Dataset content

________________

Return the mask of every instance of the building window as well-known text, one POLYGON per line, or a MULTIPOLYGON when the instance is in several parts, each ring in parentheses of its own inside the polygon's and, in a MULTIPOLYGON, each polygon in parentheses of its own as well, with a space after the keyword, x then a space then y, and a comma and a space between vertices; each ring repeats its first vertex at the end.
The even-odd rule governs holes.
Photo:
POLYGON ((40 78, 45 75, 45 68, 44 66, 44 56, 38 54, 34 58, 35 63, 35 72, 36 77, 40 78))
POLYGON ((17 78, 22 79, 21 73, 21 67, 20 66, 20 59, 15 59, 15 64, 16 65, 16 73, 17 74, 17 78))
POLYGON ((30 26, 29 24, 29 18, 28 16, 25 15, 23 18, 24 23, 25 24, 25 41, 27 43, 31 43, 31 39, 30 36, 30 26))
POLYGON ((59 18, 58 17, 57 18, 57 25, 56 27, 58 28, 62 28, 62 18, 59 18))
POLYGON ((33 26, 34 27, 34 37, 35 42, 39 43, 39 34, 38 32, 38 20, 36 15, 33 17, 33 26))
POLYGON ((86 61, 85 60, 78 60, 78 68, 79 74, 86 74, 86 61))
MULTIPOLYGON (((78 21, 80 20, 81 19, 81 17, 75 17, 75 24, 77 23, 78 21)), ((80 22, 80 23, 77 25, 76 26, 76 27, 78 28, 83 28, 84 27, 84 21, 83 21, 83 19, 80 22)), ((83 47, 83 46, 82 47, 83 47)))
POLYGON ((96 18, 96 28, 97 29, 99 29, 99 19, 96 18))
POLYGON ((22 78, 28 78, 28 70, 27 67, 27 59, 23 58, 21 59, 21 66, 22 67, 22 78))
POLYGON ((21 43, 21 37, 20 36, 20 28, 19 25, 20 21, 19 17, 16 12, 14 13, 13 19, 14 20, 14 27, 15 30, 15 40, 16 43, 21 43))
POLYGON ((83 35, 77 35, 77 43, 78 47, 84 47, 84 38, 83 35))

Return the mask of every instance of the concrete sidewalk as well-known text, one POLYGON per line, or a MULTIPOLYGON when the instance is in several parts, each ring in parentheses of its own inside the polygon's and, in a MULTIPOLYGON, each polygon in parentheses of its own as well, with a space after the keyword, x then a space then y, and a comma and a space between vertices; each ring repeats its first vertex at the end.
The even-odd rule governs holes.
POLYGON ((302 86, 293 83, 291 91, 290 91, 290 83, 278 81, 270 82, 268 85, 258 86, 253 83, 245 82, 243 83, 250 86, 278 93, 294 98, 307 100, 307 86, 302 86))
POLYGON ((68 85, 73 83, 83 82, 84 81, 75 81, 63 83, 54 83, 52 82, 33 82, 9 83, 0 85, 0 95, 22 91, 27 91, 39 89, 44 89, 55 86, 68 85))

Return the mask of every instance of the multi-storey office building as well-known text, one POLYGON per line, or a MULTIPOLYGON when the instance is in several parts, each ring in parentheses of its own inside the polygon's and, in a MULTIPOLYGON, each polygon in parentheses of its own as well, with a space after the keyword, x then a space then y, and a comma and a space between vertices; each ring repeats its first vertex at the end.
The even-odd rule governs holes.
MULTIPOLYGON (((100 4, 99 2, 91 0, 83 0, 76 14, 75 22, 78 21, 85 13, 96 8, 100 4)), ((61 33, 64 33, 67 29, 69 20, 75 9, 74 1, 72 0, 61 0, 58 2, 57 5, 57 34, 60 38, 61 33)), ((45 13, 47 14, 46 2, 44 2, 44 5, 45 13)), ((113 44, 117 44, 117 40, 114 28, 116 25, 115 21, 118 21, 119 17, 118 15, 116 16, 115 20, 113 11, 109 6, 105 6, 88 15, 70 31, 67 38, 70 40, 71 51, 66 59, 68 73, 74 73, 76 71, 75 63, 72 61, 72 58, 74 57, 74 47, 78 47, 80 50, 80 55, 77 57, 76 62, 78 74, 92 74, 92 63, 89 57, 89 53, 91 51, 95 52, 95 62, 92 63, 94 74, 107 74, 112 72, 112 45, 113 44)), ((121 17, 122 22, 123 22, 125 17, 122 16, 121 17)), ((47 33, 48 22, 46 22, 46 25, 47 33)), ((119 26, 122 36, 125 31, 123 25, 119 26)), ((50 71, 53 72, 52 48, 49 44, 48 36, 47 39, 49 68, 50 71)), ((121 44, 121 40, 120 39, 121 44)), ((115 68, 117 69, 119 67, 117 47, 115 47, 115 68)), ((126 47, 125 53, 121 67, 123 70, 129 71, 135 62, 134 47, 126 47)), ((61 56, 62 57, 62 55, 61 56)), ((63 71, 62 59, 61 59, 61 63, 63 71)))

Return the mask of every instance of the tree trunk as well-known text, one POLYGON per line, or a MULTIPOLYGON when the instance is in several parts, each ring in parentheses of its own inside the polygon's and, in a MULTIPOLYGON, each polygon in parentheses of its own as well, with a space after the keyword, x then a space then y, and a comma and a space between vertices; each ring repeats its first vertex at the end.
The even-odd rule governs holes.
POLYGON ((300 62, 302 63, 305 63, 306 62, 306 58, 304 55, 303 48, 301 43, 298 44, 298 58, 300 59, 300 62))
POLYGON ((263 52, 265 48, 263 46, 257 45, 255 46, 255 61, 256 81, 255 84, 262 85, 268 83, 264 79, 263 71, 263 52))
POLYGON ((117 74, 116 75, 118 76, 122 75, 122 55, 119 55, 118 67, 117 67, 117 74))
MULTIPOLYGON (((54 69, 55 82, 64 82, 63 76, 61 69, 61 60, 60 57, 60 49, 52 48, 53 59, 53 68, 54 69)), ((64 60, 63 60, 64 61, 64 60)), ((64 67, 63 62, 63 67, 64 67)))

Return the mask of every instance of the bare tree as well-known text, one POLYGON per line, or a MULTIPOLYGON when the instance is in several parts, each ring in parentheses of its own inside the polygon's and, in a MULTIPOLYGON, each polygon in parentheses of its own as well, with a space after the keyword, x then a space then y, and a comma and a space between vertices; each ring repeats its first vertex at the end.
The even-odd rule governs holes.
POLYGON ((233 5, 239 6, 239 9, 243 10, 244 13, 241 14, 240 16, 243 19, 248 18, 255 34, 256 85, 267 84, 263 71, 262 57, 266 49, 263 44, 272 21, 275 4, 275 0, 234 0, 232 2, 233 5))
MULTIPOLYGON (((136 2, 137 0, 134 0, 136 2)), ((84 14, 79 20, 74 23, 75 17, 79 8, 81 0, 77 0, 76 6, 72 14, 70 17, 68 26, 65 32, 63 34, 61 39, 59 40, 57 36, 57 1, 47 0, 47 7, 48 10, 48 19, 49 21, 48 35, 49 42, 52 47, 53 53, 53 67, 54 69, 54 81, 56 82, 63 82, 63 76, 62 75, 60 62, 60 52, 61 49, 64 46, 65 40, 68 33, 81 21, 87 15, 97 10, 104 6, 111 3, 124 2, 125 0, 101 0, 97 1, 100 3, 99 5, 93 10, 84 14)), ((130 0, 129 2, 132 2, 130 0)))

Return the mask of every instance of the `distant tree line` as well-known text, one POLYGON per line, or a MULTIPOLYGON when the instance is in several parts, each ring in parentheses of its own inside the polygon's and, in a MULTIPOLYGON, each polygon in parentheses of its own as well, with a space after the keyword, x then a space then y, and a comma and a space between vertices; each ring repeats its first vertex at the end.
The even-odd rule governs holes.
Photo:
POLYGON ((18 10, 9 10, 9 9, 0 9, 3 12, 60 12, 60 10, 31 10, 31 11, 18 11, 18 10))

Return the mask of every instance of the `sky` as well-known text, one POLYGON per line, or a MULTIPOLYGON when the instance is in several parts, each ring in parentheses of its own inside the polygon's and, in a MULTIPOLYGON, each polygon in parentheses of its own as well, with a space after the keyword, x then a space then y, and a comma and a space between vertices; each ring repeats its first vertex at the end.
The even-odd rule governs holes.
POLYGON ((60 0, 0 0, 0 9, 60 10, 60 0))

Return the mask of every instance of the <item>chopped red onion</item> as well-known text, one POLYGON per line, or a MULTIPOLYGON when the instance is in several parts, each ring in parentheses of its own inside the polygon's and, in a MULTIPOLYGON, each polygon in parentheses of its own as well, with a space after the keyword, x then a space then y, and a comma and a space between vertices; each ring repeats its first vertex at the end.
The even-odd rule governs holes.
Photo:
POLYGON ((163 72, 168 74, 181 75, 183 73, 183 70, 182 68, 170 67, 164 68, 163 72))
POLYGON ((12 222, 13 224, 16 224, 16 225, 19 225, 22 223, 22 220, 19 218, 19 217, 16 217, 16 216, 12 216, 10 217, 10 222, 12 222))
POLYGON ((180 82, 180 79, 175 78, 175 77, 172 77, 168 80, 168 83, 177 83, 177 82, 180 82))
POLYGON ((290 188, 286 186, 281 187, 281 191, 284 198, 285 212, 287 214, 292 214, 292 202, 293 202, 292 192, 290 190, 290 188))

________________

Short exercise
Reproduce the items from the beginning through the line containing "POLYGON ((30 26, 29", substituting "storefront window" for "building window" and leaving everything else unchanged.

Task answer
Return the mask of every instance of the storefront window as well-known text, one POLYGON per line, or a MULTIPOLYGON when the instance is in several parts, each ring in parentheses of its own inside the polygon's and, in a MULTIPOLYGON, each polygon in parentheses of its own as well, with a space after the keyword, x then a space then y, and a comma and a space between vertices; each ring repeats its first vertex at the end.
The even-odd rule governs holes.
Photo:
POLYGON ((40 78, 45 75, 45 68, 44 66, 44 56, 38 54, 34 58, 35 63, 35 72, 36 77, 40 78))
POLYGON ((17 78, 22 79, 21 73, 21 67, 20 66, 20 59, 15 59, 15 64, 16 65, 16 73, 17 74, 17 78))
POLYGON ((30 26, 29 24, 29 18, 28 16, 25 15, 23 18, 24 23, 25 24, 25 41, 27 43, 31 43, 31 39, 30 36, 30 26))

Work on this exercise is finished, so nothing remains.